What you need to do - Reproduce the listing below verbatim, omitting the pictures.

*** Records for this task ***

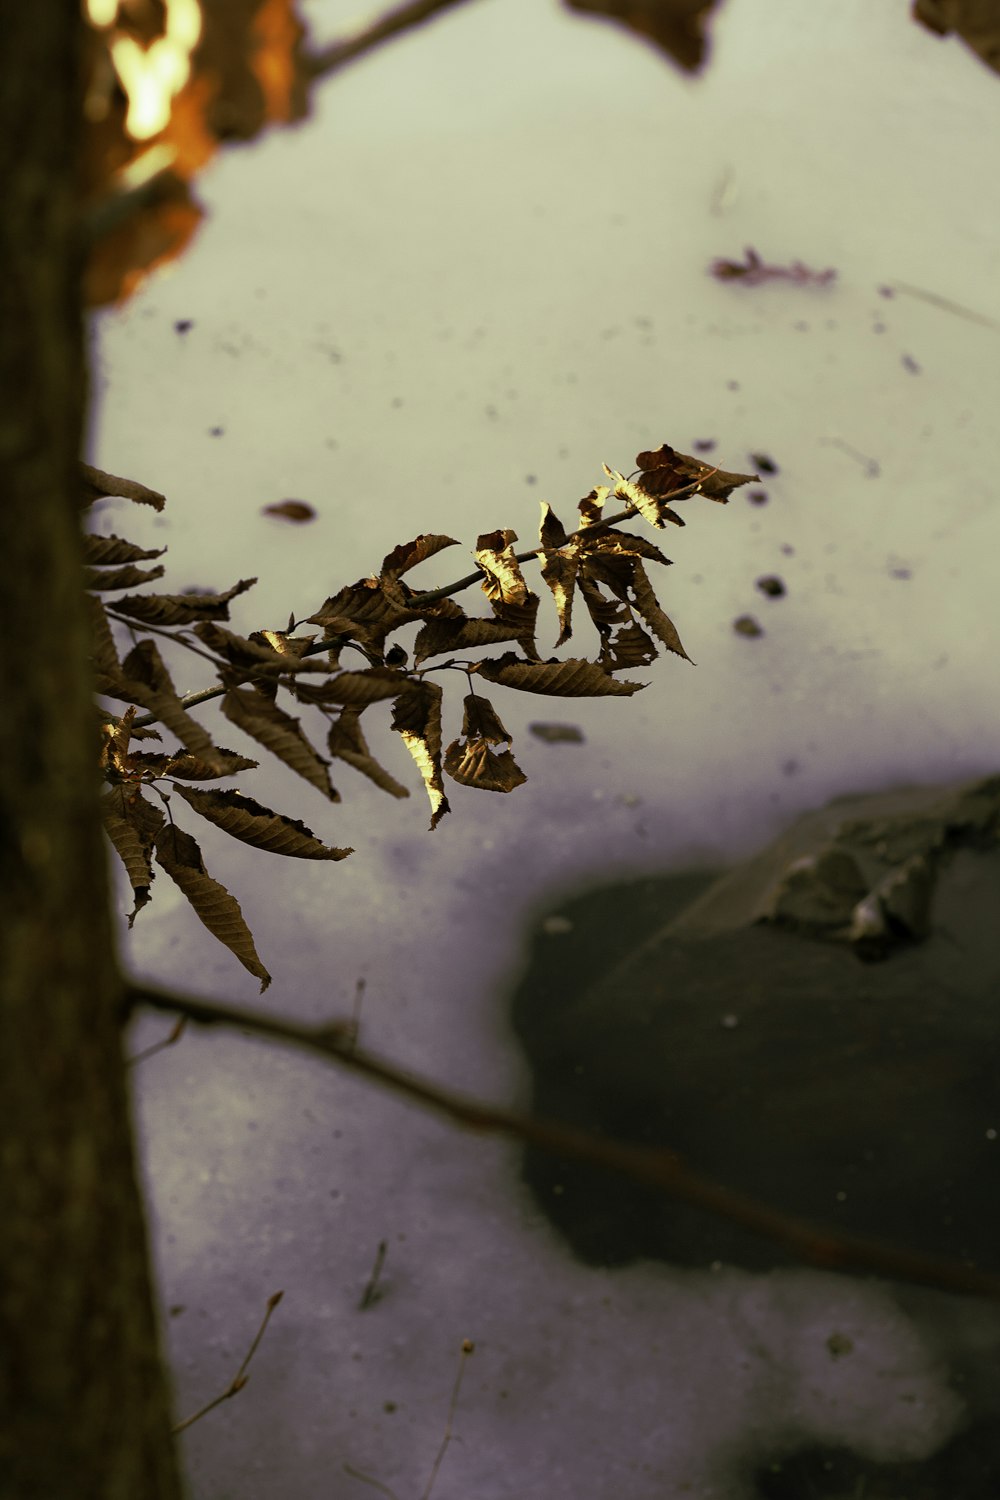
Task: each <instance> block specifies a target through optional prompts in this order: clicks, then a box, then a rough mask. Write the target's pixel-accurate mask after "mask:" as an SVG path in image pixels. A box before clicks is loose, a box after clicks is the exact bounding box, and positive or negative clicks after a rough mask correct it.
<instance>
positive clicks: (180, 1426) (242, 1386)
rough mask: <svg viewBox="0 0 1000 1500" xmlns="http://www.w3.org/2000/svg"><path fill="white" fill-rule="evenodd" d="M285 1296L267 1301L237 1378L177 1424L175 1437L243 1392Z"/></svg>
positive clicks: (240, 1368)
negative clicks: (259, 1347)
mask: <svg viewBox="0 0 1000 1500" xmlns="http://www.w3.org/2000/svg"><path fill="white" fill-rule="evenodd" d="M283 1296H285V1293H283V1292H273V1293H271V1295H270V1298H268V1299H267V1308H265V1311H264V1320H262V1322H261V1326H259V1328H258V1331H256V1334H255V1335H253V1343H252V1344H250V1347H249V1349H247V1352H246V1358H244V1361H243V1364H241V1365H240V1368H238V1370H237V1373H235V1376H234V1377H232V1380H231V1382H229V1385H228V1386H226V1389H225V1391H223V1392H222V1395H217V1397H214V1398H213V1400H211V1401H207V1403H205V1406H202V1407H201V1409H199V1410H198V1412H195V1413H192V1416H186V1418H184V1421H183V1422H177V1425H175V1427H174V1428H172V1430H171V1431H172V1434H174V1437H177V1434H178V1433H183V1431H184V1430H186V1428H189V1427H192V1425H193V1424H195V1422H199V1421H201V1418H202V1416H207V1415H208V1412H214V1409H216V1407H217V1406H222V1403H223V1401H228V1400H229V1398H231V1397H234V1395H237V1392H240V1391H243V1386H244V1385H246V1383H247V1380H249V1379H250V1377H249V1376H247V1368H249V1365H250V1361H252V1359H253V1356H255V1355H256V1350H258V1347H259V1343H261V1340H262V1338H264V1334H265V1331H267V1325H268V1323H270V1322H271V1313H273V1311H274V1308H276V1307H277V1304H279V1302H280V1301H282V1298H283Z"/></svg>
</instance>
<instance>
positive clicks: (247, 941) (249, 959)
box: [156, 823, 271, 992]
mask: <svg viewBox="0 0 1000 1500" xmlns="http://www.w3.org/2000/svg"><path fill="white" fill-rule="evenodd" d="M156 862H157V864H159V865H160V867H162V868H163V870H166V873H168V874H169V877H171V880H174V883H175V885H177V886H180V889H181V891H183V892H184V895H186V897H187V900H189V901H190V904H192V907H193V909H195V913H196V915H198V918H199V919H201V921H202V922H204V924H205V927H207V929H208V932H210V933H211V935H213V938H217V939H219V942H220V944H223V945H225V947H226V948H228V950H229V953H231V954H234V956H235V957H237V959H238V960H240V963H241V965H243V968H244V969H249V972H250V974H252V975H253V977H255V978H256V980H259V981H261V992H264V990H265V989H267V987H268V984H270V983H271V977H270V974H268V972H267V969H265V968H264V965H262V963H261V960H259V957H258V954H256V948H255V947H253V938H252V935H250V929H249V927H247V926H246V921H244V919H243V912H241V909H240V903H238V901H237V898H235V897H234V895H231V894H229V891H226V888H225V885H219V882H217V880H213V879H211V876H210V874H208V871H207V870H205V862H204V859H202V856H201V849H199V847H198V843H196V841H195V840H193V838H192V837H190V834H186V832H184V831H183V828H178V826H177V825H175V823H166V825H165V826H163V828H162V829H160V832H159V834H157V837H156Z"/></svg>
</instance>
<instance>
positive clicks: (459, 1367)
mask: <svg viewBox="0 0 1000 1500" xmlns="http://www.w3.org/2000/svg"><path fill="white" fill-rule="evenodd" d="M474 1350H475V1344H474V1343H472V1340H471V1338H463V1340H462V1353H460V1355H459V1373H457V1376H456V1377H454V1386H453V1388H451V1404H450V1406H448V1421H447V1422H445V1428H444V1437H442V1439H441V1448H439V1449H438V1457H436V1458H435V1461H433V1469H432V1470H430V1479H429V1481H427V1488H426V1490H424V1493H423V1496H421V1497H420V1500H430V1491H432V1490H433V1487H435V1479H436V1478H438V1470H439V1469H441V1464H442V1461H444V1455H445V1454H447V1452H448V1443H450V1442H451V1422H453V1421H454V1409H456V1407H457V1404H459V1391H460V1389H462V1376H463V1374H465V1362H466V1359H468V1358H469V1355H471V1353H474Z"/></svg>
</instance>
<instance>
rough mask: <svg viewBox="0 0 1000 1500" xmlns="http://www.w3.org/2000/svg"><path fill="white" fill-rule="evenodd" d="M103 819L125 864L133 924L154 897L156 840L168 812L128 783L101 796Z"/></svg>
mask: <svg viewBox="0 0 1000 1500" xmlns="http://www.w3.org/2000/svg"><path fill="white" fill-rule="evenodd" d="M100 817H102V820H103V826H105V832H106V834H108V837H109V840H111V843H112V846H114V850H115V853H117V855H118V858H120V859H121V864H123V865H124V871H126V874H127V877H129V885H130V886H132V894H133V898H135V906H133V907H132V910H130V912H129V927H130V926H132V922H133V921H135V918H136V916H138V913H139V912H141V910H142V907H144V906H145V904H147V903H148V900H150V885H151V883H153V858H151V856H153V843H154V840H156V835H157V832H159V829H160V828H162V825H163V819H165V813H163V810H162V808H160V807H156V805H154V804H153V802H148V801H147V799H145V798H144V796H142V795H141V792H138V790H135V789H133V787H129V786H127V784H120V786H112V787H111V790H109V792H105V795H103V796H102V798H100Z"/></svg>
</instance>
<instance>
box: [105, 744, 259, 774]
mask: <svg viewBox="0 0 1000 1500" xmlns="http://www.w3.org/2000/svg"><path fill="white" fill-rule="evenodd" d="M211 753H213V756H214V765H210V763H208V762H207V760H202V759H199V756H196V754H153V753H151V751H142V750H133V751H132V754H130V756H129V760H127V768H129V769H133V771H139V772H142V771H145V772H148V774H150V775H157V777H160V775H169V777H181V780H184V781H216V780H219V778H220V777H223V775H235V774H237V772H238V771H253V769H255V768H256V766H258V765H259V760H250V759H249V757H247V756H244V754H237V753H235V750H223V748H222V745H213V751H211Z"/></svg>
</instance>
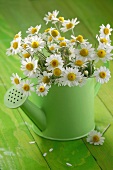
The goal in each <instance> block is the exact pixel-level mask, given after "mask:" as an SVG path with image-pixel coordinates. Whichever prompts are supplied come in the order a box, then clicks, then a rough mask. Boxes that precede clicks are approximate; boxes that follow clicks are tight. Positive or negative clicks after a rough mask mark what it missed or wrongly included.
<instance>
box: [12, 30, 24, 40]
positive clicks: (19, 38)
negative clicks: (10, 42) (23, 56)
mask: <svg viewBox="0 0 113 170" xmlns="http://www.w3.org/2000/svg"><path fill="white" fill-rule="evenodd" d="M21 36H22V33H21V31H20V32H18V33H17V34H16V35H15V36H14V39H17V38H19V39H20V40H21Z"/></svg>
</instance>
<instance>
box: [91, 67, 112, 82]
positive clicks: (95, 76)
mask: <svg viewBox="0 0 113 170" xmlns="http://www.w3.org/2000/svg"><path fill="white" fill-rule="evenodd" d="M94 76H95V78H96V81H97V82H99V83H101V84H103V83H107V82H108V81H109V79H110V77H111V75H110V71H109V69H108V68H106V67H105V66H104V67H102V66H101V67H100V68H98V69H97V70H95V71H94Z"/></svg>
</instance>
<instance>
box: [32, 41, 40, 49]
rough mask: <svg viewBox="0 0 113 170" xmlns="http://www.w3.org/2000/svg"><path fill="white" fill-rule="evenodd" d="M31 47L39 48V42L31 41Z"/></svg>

*** End of Records for this task ***

Written solution -
Task: each <instance> block specifies a target through optional prompts in this order: clicks, then a box, then a rough mask. Write the target's pixel-accurate mask after "mask:" as an SVG path in image pixels. A box before clicks is loose, a box after clicks is the exact bounding box, and positive or negative clicks after a rough mask correct it.
<instance>
positive clicks: (180, 1426) (242, 1386)
rough mask: <svg viewBox="0 0 1000 1500" xmlns="http://www.w3.org/2000/svg"><path fill="white" fill-rule="evenodd" d="M285 1296L267 1301L237 1378L177 1424L175 1437L243 1392Z"/></svg>
positive clicks: (240, 1368)
negative clicks: (259, 1347)
mask: <svg viewBox="0 0 1000 1500" xmlns="http://www.w3.org/2000/svg"><path fill="white" fill-rule="evenodd" d="M283 1296H285V1293H283V1292H273V1293H271V1295H270V1298H268V1299H267V1308H265V1311H264V1320H262V1322H261V1326H259V1328H258V1331H256V1334H255V1335H253V1343H252V1344H250V1347H249V1349H247V1352H246V1358H244V1361H243V1364H241V1365H240V1368H238V1370H237V1373H235V1376H234V1377H232V1380H231V1382H229V1385H228V1386H226V1389H225V1391H223V1392H222V1395H217V1397H214V1398H213V1400H211V1401H207V1403H205V1406H202V1407H201V1409H199V1410H198V1412H195V1413H192V1416H186V1418H184V1421H183V1422H177V1425H175V1427H174V1428H172V1430H171V1431H172V1434H174V1437H177V1434H178V1433H183V1431H184V1430H186V1428H189V1427H192V1425H193V1424H195V1422H199V1421H201V1418H202V1416H207V1415H208V1412H214V1409H216V1407H217V1406H222V1403H223V1401H228V1400H229V1398H231V1397H234V1395H237V1392H240V1391H243V1386H244V1385H246V1383H247V1380H249V1379H250V1377H249V1376H247V1368H249V1365H250V1361H252V1359H253V1356H255V1355H256V1350H258V1347H259V1343H261V1340H262V1338H264V1334H265V1331H267V1325H268V1323H270V1322H271V1313H273V1311H274V1308H276V1307H277V1304H279V1302H280V1301H282V1298H283Z"/></svg>
</instance>
<instance>
positive clicks: (247, 941) (249, 959)
box: [156, 823, 271, 992]
mask: <svg viewBox="0 0 1000 1500" xmlns="http://www.w3.org/2000/svg"><path fill="white" fill-rule="evenodd" d="M156 862H157V864H159V865H160V867H162V868H163V870H166V873H168V874H169V877H171V880H174V883H175V885H177V886H180V889H181V891H183V892H184V895H186V897H187V900H189V901H190V904H192V907H193V909H195V913H196V915H198V918H199V919H201V921H202V922H204V924H205V927H207V929H208V932H210V933H211V935H213V938H217V939H219V942H220V944H223V945H225V947H226V948H228V950H229V953H231V954H234V956H235V957H237V959H238V960H240V963H241V965H243V968H244V969H249V972H250V974H252V975H253V977H255V978H256V980H259V981H261V992H264V990H265V989H267V987H268V984H270V983H271V977H270V974H268V972H267V969H265V968H264V965H262V963H261V960H259V957H258V954H256V948H255V947H253V938H252V935H250V929H249V927H247V926H246V921H244V919H243V912H241V909H240V903H238V901H237V898H235V897H234V895H231V894H229V891H226V888H225V885H219V882H217V880H213V879H211V876H210V874H208V871H207V870H205V862H204V859H202V856H201V849H199V847H198V843H196V841H195V840H193V838H192V837H190V834H186V832H184V831H183V828H178V826H177V825H175V823H166V825H165V826H163V828H162V829H160V832H159V834H157V837H156Z"/></svg>
</instance>
<instance>
positive clicks: (459, 1367)
mask: <svg viewBox="0 0 1000 1500" xmlns="http://www.w3.org/2000/svg"><path fill="white" fill-rule="evenodd" d="M474 1350H475V1344H474V1343H472V1340H471V1338H463V1340H462V1353H460V1355H459V1373H457V1376H456V1377H454V1386H453V1388H451V1404H450V1406H448V1421H447V1422H445V1428H444V1437H442V1439H441V1448H439V1449H438V1457H436V1458H435V1461H433V1469H432V1470H430V1479H429V1481H427V1488H426V1490H424V1493H423V1496H421V1497H420V1500H430V1491H432V1490H433V1487H435V1479H436V1478H438V1470H439V1469H441V1464H442V1461H444V1455H445V1454H447V1452H448V1443H450V1442H451V1422H453V1421H454V1409H456V1407H457V1404H459V1391H460V1389H462V1376H463V1374H465V1362H466V1359H468V1358H469V1355H471V1353H474Z"/></svg>
</instance>
<instance>
rough mask: <svg viewBox="0 0 1000 1500" xmlns="http://www.w3.org/2000/svg"><path fill="white" fill-rule="evenodd" d="M103 819L125 864L133 924L154 897L156 840L168 812L128 783L101 796Z"/></svg>
mask: <svg viewBox="0 0 1000 1500" xmlns="http://www.w3.org/2000/svg"><path fill="white" fill-rule="evenodd" d="M100 817H102V820H103V826H105V832H106V834H108V837H109V840H111V843H112V846H114V850H115V853H117V855H118V858H120V859H121V864H123V865H124V871H126V874H127V877H129V885H130V886H132V894H133V898H135V906H133V907H132V910H130V912H129V927H130V926H132V922H133V921H135V918H136V916H138V913H139V912H141V910H142V907H144V906H145V904H147V903H148V900H150V885H151V883H153V858H151V856H153V843H154V840H156V835H157V832H159V829H160V828H162V825H163V819H165V813H163V810H162V808H160V807H156V805H154V804H153V802H148V801H147V799H145V798H144V796H142V795H141V792H138V790H135V789H133V787H129V786H127V784H120V786H112V787H111V790H109V792H105V795H103V796H102V798H100Z"/></svg>
</instance>
<instance>
box: [105, 744, 259, 774]
mask: <svg viewBox="0 0 1000 1500" xmlns="http://www.w3.org/2000/svg"><path fill="white" fill-rule="evenodd" d="M211 753H213V756H214V765H210V763H208V762H207V760H202V759H199V756H196V754H153V753H151V751H142V750H133V751H132V754H130V756H129V760H127V768H129V769H133V771H139V772H142V771H145V772H148V774H150V775H157V777H160V775H169V777H181V780H184V781H216V780H219V778H220V777H223V775H235V774H237V772H238V771H253V769H255V768H256V766H258V765H259V760H250V759H249V757H247V756H244V754H237V753H235V750H223V748H222V745H213V751H211Z"/></svg>
</instance>
The goal in each <instance> block is the exact pixel-level mask, given after "mask:" as an SVG path with image-pixel coordinates. Whichever prompts are supplied come in the order a box, then clicks, then a rough mask. Boxes that precede clicks are approximate; boxes that follow clicks are tight. Positive or negative clicks after a rough mask mark what it missed or wrongly included.
<instance>
box: [12, 30, 24, 40]
positive clicks: (19, 38)
negative clicks: (10, 42) (23, 56)
mask: <svg viewBox="0 0 113 170" xmlns="http://www.w3.org/2000/svg"><path fill="white" fill-rule="evenodd" d="M21 36H22V33H21V31H20V32H18V33H17V34H16V35H15V36H14V39H17V38H19V39H20V40H21Z"/></svg>
</instance>
<instance>
box: [91, 67, 112, 82]
positive clicks: (95, 76)
mask: <svg viewBox="0 0 113 170" xmlns="http://www.w3.org/2000/svg"><path fill="white" fill-rule="evenodd" d="M94 76H95V78H96V81H97V82H99V83H101V84H103V83H107V82H108V81H109V79H110V77H111V75H110V71H109V69H108V68H106V67H105V66H104V67H102V66H101V67H100V68H98V69H97V70H95V71H94Z"/></svg>
</instance>
<instance>
box: [32, 41, 40, 49]
rough mask: <svg viewBox="0 0 113 170" xmlns="http://www.w3.org/2000/svg"><path fill="white" fill-rule="evenodd" d="M31 47L39 48V42L31 41Z"/></svg>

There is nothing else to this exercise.